Kevin Cathcart wants every gay and lesbian person to learn the value of patience. We can't get discouraged, he says, just because marriage equality and parental rights for LGBT people are under all-out assault by social conservatives in America. "We are fighting a backlash that is incredibly strong, but it was incredibly strong all along," he says. "A backlash is to some extent a sign of success--that the other side is worried."

Cathcart, who on May 1 of this year marked 14 years as head of the gay rights group Lambda Legal, believes his organization's greatest accomplishment might be that it has helped raise expectations. Gays and lesbians now know what equality and justice look like in a way that could not have been conceptualized 30 years ago. "If anyone looks back over any long-term period and doesn't see we've made incredible strides, they aren't looking back at what I am looking back at," says Cathcart, 52. "I feel the courts have been our community's strongest avenues for progress."

And Lambda Legal has been fighting in those courts for decades. The organization was founded in 1973--when a couple of volunteers set up shop in one room of a friend's New York City apartment--as the nation's first group focused on winning gay rights through the U.S. court system. Now the nonprofit organization has a staff of almost 100 with offices in New York, Los Angeles, Chicago, Atlanta, and Dallas. Its work is focused on litigation--averaging over 50 cases at any given time--but the group also conducts public policy work and educational programs to raise awareness about gay rights issues.

# SUPPLIED DATA
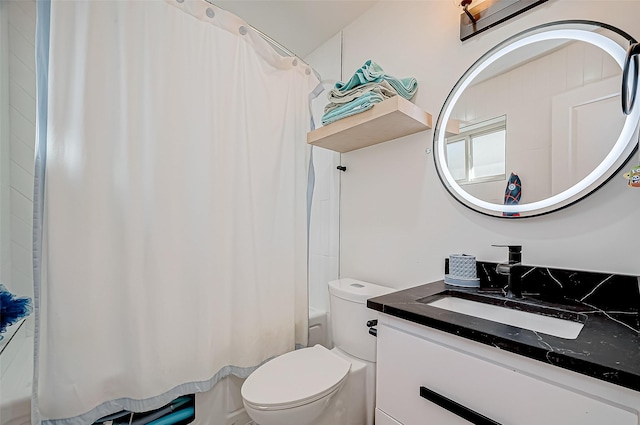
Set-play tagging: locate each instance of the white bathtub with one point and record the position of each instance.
(17, 373)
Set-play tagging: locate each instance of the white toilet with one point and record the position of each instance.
(317, 386)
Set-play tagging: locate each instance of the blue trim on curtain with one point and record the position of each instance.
(43, 21)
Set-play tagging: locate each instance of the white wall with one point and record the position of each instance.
(397, 221)
(18, 142)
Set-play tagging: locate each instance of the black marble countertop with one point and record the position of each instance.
(607, 348)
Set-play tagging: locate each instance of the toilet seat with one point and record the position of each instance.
(295, 379)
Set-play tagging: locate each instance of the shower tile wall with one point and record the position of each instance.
(325, 226)
(19, 143)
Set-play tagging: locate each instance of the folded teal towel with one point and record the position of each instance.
(369, 72)
(372, 72)
(360, 104)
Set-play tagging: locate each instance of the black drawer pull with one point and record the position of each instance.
(456, 408)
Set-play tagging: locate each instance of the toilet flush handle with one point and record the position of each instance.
(370, 324)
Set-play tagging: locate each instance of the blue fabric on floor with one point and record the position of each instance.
(12, 308)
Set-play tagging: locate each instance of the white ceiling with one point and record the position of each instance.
(299, 25)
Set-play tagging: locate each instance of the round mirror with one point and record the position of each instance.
(536, 124)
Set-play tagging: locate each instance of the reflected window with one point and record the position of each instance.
(478, 152)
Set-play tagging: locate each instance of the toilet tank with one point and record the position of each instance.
(349, 315)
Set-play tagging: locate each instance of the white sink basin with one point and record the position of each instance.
(534, 322)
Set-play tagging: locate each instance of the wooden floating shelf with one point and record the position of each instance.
(387, 120)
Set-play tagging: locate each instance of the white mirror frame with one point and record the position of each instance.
(624, 147)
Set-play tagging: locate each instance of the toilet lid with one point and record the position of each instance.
(295, 378)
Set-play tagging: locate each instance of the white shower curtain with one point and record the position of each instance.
(174, 213)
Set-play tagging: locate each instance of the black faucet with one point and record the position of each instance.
(512, 270)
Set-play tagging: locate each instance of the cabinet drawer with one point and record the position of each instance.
(407, 362)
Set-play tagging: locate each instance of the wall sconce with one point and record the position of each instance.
(479, 16)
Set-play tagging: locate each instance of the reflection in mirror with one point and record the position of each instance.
(544, 105)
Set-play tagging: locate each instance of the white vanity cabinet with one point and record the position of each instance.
(505, 388)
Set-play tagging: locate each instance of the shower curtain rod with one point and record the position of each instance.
(273, 42)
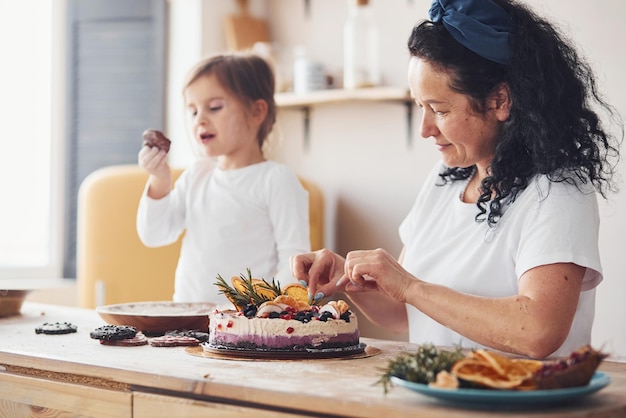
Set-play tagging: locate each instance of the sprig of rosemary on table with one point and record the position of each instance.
(421, 366)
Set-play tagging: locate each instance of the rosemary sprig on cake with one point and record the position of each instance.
(246, 291)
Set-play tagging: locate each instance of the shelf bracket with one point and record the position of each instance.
(306, 121)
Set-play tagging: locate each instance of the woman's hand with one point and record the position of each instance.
(154, 161)
(320, 270)
(377, 270)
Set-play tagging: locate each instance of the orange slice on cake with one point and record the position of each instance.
(297, 291)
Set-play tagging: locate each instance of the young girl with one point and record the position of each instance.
(239, 212)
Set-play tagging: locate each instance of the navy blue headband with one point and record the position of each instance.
(479, 25)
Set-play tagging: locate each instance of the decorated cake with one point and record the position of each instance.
(268, 318)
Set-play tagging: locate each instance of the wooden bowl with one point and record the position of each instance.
(155, 318)
(11, 302)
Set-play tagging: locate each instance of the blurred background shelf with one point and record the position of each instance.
(318, 97)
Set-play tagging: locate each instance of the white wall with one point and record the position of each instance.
(359, 153)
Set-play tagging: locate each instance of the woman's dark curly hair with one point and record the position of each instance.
(552, 129)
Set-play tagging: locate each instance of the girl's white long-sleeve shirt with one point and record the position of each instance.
(254, 217)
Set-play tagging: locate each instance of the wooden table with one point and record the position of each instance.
(73, 375)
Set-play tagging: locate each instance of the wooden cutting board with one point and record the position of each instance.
(244, 30)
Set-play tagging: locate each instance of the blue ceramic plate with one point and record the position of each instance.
(507, 397)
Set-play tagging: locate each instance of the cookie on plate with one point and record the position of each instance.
(137, 340)
(113, 332)
(52, 328)
(193, 333)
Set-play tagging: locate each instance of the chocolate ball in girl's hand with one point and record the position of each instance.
(154, 138)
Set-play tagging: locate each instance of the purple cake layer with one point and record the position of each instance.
(284, 342)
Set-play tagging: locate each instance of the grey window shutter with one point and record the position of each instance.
(116, 87)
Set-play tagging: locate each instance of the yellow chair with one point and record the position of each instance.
(113, 265)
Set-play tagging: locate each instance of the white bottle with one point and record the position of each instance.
(360, 47)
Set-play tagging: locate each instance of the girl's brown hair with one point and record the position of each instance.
(249, 77)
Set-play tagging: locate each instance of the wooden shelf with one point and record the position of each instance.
(304, 102)
(318, 97)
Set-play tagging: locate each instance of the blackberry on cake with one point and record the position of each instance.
(268, 318)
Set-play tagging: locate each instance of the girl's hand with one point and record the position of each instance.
(320, 271)
(154, 161)
(377, 270)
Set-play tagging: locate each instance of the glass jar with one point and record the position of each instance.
(360, 47)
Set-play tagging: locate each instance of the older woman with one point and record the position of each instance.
(501, 245)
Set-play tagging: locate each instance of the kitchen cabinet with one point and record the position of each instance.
(305, 101)
(48, 395)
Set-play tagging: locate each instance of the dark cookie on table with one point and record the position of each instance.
(173, 341)
(113, 332)
(56, 328)
(154, 138)
(193, 333)
(137, 340)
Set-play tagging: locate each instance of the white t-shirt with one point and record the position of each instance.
(548, 223)
(254, 217)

# PROBLEMS TO SOLVE
1. According to the Lambda Legal article, in which cities does the organization have offices?
2. Report how many lines of the records contain the string "shelf". Give the number alone.
The records bear no relation to the Lambda Legal article.

# THE ANSWERS
1. New York, Los Angeles, Chicago, Atlanta, and Dallas.

2. 4